_Required task_
Find the line that contains "Please identify the green foliage". Output it and every line after it to the end of the records, exactly as they appear.

_Records provided_
_ _ _ _

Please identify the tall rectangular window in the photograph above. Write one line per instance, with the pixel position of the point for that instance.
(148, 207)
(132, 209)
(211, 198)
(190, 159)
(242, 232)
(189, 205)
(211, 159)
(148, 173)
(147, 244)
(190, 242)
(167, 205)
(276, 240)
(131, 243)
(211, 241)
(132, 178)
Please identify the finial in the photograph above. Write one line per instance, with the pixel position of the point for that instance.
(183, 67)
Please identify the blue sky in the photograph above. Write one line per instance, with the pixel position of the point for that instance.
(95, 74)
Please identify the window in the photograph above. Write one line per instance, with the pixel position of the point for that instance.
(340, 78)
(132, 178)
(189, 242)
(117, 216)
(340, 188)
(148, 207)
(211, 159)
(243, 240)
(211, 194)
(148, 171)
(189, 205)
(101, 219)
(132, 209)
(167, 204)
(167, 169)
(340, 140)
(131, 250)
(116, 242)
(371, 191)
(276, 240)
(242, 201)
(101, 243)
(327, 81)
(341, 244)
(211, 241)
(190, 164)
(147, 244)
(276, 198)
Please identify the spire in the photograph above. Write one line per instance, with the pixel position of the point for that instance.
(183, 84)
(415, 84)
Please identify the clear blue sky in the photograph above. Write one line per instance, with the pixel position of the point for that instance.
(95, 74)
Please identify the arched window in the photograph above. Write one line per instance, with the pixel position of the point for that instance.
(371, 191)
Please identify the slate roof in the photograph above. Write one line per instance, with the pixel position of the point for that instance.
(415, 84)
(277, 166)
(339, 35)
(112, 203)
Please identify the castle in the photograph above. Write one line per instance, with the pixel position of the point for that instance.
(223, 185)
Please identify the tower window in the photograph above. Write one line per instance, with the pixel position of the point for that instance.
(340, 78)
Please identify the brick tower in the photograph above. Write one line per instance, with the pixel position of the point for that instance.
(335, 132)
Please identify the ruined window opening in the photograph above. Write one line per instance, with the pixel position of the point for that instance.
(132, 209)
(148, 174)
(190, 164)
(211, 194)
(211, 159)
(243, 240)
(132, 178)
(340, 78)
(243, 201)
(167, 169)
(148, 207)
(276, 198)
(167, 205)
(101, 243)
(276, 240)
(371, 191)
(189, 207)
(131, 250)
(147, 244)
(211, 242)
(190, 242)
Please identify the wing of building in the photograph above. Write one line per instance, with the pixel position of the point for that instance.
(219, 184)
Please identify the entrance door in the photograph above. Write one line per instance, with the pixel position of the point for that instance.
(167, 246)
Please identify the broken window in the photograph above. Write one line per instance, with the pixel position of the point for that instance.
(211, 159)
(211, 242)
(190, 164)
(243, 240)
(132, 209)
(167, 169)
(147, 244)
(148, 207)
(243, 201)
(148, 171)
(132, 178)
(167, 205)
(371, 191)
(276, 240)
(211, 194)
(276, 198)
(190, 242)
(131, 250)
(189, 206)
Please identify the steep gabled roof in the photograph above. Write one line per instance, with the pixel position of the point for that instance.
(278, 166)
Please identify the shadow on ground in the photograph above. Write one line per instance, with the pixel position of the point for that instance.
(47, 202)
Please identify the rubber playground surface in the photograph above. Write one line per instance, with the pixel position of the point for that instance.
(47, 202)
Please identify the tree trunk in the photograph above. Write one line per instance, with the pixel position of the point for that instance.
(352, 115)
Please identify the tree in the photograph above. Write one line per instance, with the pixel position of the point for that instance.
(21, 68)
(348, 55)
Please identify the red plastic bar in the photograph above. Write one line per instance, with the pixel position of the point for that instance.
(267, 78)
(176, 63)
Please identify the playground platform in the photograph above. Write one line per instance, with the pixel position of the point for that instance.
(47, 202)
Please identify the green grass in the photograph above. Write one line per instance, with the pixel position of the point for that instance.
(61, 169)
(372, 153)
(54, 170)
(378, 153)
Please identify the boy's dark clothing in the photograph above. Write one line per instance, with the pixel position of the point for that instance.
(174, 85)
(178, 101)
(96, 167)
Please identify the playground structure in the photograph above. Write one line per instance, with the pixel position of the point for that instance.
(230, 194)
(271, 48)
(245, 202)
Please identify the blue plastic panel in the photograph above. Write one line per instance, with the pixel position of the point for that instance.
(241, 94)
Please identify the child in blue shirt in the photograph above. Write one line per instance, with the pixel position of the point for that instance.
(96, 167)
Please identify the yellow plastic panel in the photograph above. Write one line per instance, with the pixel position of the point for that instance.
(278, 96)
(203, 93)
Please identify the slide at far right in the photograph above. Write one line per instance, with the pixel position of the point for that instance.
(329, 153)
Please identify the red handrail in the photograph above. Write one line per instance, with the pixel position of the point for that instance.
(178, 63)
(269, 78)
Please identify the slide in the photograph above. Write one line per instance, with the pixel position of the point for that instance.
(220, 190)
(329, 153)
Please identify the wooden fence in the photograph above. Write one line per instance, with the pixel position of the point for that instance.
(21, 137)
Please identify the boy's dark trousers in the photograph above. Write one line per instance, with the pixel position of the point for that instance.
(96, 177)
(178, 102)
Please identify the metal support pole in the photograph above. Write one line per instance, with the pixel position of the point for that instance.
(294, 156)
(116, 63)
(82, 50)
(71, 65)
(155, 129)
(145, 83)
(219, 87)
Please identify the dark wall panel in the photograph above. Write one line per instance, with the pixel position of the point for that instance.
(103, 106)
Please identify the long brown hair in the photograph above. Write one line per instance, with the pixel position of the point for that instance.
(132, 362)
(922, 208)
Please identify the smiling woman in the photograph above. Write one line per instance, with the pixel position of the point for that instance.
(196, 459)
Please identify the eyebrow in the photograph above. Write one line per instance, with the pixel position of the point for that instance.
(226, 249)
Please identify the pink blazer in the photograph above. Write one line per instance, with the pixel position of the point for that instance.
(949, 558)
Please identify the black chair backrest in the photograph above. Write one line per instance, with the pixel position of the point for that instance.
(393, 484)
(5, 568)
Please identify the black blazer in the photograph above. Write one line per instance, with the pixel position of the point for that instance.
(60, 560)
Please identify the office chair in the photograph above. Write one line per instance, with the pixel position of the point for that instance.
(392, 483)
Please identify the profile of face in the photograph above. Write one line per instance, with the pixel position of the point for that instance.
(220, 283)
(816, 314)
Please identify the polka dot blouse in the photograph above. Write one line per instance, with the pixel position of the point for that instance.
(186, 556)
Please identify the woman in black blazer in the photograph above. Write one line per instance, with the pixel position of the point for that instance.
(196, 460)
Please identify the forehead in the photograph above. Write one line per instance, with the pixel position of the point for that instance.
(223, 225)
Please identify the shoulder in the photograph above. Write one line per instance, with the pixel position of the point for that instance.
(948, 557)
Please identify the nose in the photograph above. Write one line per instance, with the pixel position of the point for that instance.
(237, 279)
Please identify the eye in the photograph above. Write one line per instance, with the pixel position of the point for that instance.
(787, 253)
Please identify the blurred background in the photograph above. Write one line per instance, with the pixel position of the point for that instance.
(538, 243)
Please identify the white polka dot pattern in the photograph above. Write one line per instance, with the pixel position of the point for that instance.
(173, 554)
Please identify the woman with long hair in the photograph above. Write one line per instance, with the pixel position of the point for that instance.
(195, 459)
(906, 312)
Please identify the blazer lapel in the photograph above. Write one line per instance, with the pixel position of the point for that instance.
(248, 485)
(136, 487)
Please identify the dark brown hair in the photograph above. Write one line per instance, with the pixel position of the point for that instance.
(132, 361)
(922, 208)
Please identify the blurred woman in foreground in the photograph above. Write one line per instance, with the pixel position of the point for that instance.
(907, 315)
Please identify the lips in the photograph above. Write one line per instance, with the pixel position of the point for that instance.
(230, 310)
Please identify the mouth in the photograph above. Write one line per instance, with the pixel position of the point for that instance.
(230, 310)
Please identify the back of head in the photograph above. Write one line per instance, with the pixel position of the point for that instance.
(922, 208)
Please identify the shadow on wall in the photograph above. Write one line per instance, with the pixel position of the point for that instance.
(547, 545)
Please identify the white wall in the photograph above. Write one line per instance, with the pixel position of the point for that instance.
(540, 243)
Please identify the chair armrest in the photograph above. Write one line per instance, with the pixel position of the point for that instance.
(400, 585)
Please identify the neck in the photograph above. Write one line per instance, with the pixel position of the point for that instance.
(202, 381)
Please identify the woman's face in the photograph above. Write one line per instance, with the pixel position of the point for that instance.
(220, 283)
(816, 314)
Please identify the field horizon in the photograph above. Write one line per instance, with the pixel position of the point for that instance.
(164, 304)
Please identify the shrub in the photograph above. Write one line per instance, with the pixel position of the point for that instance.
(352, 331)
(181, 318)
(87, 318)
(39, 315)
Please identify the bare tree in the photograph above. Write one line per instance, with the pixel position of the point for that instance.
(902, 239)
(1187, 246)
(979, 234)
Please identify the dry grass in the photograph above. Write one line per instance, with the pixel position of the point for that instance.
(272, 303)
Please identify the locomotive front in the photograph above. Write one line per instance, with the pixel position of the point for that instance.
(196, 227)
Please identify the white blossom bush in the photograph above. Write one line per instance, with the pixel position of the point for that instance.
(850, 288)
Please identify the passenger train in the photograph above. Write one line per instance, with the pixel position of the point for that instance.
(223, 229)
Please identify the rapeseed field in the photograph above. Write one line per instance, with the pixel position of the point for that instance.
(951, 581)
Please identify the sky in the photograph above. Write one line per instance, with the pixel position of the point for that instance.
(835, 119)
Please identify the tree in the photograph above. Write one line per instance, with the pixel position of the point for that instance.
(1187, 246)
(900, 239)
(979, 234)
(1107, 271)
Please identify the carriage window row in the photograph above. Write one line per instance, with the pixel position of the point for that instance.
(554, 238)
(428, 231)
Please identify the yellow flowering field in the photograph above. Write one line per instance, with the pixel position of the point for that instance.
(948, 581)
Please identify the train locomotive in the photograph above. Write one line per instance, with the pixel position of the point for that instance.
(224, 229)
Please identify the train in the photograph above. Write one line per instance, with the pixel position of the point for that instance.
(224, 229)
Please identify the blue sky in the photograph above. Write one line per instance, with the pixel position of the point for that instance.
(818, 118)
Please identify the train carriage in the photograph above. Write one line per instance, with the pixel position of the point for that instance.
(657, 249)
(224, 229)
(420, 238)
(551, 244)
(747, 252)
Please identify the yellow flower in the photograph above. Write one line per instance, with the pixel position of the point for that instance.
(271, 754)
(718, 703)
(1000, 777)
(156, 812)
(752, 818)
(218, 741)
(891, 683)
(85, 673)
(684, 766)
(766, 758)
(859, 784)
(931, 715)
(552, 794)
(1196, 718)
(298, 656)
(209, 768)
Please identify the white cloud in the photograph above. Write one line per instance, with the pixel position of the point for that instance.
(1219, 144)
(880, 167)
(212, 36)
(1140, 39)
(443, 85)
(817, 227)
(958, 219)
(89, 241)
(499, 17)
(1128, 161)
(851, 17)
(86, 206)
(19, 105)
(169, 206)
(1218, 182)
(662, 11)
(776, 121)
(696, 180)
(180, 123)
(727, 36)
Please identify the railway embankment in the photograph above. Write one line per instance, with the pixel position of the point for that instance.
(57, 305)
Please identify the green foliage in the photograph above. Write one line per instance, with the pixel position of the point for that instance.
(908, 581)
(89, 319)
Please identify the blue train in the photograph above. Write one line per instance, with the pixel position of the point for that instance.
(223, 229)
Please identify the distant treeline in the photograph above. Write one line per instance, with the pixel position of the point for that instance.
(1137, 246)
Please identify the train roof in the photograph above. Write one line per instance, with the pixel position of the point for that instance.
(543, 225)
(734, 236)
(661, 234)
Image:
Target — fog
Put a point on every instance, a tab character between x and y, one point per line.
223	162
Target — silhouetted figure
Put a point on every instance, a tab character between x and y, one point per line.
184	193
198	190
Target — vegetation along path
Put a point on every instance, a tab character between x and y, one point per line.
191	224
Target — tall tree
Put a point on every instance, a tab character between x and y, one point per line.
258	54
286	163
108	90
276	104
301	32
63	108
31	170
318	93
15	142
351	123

_ _ _ _

_Output for this exercise_
Please identify the green foliage in the photograph above. Write one line per instance, with the pixel position of the point for that instance.
(908, 581)
(89, 319)
Please identify the blue train in the photograph above. Write one line per instance, with the pixel position of the point for that instance.
(223, 229)
Please identify the distant treeline in the photograph above. Write one line per instance, with the pixel position of the point for that instance.
(1137, 246)
Please identify the train roof in the photograph above. Write one line per instance, with the pixel position of the point for that instance.
(543, 225)
(734, 236)
(661, 234)
Image:
Target — fog
Put a point on every instance, a tab character between x and y, one point per line.
223	162
Target — silhouetted figure
Put a point on every instance, a tab character between x and y, one point per line.
184	193
198	190
Target — vegetation along path
Put a point on every instance, a tab character between x and y, one point per line.
191	224
Target — tall tree
Put a point on every instance, a tab character between x and y, one point per line.
258	54
286	163
108	90
276	104
301	32
63	108
31	170
318	93
15	142
351	123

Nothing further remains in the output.